Calculate LOO-PIT values using as test quantity the square of the difference between each observation and mu.

julia> using Statistics

julia> mu = idata.posterior.mu;

julia> T = y .- median(mu);

julia> T_pred = y_pred .- mu;

julia> loo_pit(T .^ 2, T_pred .^ 2, log_weights)
┌ 8-element DimArray{Float64, 1} ┐
├────────────────────────────────┴─────────────────────────────── dims ┐
  ↓ school Categorical{String} ["Choate", …, "Mt. Hermon"] Unordered
└──────────────────────────────────────────────────────────────────────┘
 "Choate"            0.868148
 "Deerfield"         0.27421
 "Phillips Andover"  0.321719
 "Phillips Exeter"   0.193169
 "Hotchkiss"         0.370422
 "Lawrenceville"     0.195601
 "St. Paul's"        0.817408
 "Mt. Hermon"        0.326795

References

[7] Gabry et al. J. R. Stat. Soc. Ser. A Stat. Soc. 182 (2019).

source

PosteriorStats.r2_score — Function

r2_score(y_true::AbstractVector, y_pred::AbstractArray; kwargs...) -> (; r2, <ci_fun>)

$R²$ for linear Bayesian regression models.[8]

The $R²$, or coefficient of determination, is defined as the proportion of variance in the data that is explained by the model. For each draw, it is computed as the variance of the predicted values divided by the variance of the predicted values plus the variance of the residuals.

The distribution of the $R²$ scores can then be summarized using a point estimate and a credible interval (CI).

Arguments

y_true: Observed data of length noutputs
y_pred: Predicted data with size (ndraws[, nchains], noutputs)

Keywords

summary::Bool=true: Whether to return a summary or an array of $R²$ scores. The summary is a named tuple with the point estimate :r2 and the credible interval :<ci_fun>.
point_estimate=Statistics.mean: The function used to compute the point estimate of the $R²$ scores if summary is true. Supported options are:
- Statistics.mean (default)
- Statistics.median
- StatsBase.mode
ci_fun=eti: The function used to compute the credible interval if summary is true. Supported options are eti and hdi.
ci_prob=0.89: The probability mass to be contained in the credible interval.

Examples

julia> using ArviZExampleData

julia> idata = load_example_data("anes");

julia> y_true = idata.observed_data.vote;

julia> y_pred = PermutedDimsArray(idata.posterior_predictive.vote, (:draw, :chain, :__obs__));

julia> r2_score(y_true, y_pred)
(r2 = 0.4944850210319484, eti = 0.46184359652436546 .. 0.528018251711097)

References

[8] Gelman et al, The Am. Stat., 73(3) (2019)

source

Utilities

PosteriorStats.kde_reflected — Function

kde_reflected(data::AbstractVector{<:Real}; bounds=extrema(data), kwargs...)

Compute the boundary-corrected kernel density estimate (KDE) of data using reflection.

__Extracted material__:
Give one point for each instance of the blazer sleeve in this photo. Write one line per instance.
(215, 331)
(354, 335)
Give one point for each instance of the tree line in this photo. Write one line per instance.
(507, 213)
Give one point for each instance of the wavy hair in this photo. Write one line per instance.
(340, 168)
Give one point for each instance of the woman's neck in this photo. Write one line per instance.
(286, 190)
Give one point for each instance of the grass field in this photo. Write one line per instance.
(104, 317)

__What to work on__:
**1.** According to the PosteriorStats documentation excerpt, what default probability mass does r2_score use for its credible interval?
**2.** Continue the PosteriorStats documentation excerpt from its final line.

__Task-by-task results__:
**1.** 0.89

**2.**
For $x \in (l, u)$, the reflected KDE has the density

\[\hat{f}_R(x) = \hat{f}(x) + \hat{f}(2l - x) + \hat{f}(2u - x),\]

where $\hat{f}$ is the usual KDE of data. This is equivalent to augmenting the original data with 2 additional copies of the data reflected around each bound, computing the usual KDE, trimming the KDE to the bounds, and renormalizing.

Any non-finite bounds are ignored. Remaining kwargs are passed to KernelDensity.kde. The default bandwidth is estimated using the Improved Sheather-Jones (ISJ) method [9].

References

[9] Botev et al. Ann. Stat., 38: 5 (2010)

source

PosteriorStats.pointwise_conditional_loglikelihoods — Function

pointwise_conditional_loglikelihoods(y, dists)

Compute pointwise conditional log-likelihoods of y for non-factorized distributions.

A non-factorized observation model $p(y \mid \theta)$, where $y$ is an observation in its support and $\theta$ are model parameters, can be factorized as $p(y_i \mid y_{-i}, \theta) p(y_{-i} \mid \theta)$. However, completely factorizing into individual likelihood terms can be tedious, expensive, and poorly supported by a given PPL. This utility function computes $\log p(y_i \mid y_{-i}, \theta)$ terms for all $i$; the resulting pointwise conditional log-likelihoods can be used e.g. in loo.

Arguments

y: observed value in the support of the distributions in dists. If the distribution is array-variate, y is an array with shape (params...,).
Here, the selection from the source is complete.